Problem details:
Answer these questions from the article on hot kitchens below:
(a) Who is the Trustee of the Street Children's Assistance for Nakuru Networks (SCANN)?
(b) How many people is the second hot kitchen at Rhonda slums expected to serve daily?
(c) Where did the similar hot kitchen that started last year open, and how many meals does it serve every day?

Supplied text:

A local philanthropist will open the second hot kitchen at Rhonda slums to serve free meals to the vulnerable families who have been hard-hit by the coronavirus pandemic that has eroded their meagre earnings due to massive job losses.

The Trustee of the Street Children’s Assistance for Nakuru Networks (SCANN), Shamsher Gilani said the second Hot Kitchen that will be opened next month at Rhonda slums will serve an estimated 500-600 people daily.

A grateful child who has received donations at the SCANN centre at Kisulisuli. Photo by Veronica Bosibori

Interviewed by KNA, he said a similar hot kitchen started last year at Kisulisuli serves over 300 meals every day and after noting the difference it has made in the area they decided to assist other low-income areas.

‘’The coronavirus has been a double tragedy to the poor and it has made their lives more difficult with the majority having only one meal a day and we hope the hot kitchen will help, especially for the children,’’ he said.

He noted with concern that the estimable African culture of supporting the susceptible children and elderly has been wind-swept by the capitalist attitude in urban areas, and it was nowadays common for neighbours to ignore the poor.

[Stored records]
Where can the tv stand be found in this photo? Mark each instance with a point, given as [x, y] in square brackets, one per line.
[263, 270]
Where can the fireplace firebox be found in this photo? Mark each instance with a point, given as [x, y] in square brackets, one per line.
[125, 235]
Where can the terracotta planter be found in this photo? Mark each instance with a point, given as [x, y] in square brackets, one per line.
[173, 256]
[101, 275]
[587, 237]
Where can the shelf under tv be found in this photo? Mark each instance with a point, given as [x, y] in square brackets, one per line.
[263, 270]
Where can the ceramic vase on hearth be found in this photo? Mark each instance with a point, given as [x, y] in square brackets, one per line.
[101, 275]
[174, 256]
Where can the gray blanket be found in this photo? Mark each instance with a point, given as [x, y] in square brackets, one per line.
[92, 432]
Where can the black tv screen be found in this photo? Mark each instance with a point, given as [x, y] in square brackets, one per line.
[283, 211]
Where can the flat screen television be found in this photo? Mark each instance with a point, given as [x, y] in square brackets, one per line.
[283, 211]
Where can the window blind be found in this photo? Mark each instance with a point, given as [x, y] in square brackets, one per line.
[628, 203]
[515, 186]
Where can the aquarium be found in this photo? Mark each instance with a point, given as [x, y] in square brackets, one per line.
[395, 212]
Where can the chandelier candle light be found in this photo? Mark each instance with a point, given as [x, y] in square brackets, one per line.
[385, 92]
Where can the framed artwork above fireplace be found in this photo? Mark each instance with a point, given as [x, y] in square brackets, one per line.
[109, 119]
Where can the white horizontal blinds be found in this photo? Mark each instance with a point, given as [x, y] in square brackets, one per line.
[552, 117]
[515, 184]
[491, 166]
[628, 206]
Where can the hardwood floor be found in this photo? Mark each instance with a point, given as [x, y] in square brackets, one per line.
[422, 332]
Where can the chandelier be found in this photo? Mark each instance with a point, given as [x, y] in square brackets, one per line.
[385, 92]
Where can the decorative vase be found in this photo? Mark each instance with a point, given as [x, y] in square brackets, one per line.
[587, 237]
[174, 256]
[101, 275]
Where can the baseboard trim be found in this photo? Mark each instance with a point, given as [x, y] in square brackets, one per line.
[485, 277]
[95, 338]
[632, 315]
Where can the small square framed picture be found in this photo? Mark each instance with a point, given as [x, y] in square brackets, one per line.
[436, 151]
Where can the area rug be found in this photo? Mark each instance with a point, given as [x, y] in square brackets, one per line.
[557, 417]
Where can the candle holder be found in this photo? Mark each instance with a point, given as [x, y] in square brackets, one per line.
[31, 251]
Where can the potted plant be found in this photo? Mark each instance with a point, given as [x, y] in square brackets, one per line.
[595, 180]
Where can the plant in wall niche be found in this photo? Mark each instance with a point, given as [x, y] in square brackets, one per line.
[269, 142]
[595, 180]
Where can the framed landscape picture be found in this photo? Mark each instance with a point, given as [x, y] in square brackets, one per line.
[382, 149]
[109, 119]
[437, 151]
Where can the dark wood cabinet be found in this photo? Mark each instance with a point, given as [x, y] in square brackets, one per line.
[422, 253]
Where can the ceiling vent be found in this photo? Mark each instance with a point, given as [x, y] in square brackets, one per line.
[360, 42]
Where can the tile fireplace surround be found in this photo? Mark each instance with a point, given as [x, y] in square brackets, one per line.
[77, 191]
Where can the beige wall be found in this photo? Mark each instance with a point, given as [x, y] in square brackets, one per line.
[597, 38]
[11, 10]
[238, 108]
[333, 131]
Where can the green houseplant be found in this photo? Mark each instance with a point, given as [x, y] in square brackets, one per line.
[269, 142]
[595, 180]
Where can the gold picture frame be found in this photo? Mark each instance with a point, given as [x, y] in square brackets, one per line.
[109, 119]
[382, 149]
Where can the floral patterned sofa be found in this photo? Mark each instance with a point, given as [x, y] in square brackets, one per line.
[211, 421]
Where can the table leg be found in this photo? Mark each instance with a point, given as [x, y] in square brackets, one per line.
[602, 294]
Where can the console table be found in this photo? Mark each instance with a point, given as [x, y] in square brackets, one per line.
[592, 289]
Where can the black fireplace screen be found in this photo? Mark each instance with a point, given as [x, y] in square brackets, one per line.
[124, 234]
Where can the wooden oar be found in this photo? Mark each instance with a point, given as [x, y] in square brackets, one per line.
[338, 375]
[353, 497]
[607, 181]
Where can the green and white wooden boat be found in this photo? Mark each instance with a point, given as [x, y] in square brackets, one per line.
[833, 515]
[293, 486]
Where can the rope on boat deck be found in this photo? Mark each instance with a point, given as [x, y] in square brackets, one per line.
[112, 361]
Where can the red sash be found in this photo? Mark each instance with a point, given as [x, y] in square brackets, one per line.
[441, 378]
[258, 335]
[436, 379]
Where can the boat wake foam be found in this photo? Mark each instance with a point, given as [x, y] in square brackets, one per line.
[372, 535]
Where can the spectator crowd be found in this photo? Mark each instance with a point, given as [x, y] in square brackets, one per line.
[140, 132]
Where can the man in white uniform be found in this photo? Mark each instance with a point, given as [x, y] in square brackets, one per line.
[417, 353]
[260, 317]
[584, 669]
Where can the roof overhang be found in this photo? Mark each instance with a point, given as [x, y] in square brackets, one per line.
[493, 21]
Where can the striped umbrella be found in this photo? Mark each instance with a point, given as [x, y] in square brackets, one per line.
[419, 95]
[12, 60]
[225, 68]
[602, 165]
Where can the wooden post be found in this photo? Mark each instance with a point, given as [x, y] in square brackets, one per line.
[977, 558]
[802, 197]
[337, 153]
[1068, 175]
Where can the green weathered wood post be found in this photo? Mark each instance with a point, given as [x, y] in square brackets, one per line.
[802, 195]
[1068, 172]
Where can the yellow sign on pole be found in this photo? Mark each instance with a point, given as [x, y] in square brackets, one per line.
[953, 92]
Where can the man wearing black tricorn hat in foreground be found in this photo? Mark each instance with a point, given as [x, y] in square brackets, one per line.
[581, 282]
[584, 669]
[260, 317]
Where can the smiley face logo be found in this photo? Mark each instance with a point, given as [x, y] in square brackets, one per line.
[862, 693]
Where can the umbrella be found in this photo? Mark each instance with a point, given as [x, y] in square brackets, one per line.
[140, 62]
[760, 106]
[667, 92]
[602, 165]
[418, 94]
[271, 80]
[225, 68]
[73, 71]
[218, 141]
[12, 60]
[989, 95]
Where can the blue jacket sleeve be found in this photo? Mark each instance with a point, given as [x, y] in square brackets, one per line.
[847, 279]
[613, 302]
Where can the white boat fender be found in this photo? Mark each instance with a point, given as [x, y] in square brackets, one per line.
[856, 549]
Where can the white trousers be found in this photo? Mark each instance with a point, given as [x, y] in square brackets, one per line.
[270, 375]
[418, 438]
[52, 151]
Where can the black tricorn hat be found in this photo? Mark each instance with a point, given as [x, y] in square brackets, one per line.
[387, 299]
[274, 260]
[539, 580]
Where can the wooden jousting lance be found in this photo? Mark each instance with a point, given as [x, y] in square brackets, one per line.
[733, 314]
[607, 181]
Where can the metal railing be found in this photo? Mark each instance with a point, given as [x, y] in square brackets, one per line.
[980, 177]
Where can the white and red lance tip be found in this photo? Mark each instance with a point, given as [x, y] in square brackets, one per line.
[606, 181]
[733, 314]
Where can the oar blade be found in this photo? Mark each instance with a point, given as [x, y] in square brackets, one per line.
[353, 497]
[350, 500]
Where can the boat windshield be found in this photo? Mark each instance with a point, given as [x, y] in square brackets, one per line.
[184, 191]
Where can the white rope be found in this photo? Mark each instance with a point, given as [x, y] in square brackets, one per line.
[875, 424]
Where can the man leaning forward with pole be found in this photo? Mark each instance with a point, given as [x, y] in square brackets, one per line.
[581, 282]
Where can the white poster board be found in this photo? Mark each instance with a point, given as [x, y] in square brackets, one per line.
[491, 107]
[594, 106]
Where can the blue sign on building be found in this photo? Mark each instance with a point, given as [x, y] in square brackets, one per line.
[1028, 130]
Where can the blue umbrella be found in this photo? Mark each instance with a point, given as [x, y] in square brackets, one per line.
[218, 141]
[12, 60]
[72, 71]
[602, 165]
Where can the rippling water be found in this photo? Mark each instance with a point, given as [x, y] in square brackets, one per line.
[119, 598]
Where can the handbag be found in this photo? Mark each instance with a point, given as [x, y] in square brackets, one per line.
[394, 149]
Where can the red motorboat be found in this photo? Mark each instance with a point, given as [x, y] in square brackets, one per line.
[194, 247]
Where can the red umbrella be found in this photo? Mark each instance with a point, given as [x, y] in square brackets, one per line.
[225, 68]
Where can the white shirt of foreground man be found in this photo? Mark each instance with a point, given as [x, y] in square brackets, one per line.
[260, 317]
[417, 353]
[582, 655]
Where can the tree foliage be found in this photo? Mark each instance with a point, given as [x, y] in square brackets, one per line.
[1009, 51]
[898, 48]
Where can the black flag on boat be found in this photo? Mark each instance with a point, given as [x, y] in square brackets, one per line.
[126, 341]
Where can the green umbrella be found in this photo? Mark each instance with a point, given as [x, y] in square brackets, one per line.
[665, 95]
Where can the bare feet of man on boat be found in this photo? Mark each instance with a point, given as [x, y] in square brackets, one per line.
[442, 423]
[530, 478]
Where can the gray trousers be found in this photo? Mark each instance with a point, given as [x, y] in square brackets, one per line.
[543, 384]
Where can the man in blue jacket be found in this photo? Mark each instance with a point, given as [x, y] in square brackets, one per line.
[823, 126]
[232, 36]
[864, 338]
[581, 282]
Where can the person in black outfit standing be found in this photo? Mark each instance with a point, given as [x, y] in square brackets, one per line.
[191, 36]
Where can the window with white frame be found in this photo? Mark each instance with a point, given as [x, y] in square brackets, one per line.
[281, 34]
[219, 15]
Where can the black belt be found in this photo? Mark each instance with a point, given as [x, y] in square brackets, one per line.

Problem solution:
(a) Shamsher Gilani
(b) An estimated 500-600 people
(c) At Kisulisuli, where it serves over 300 meals every day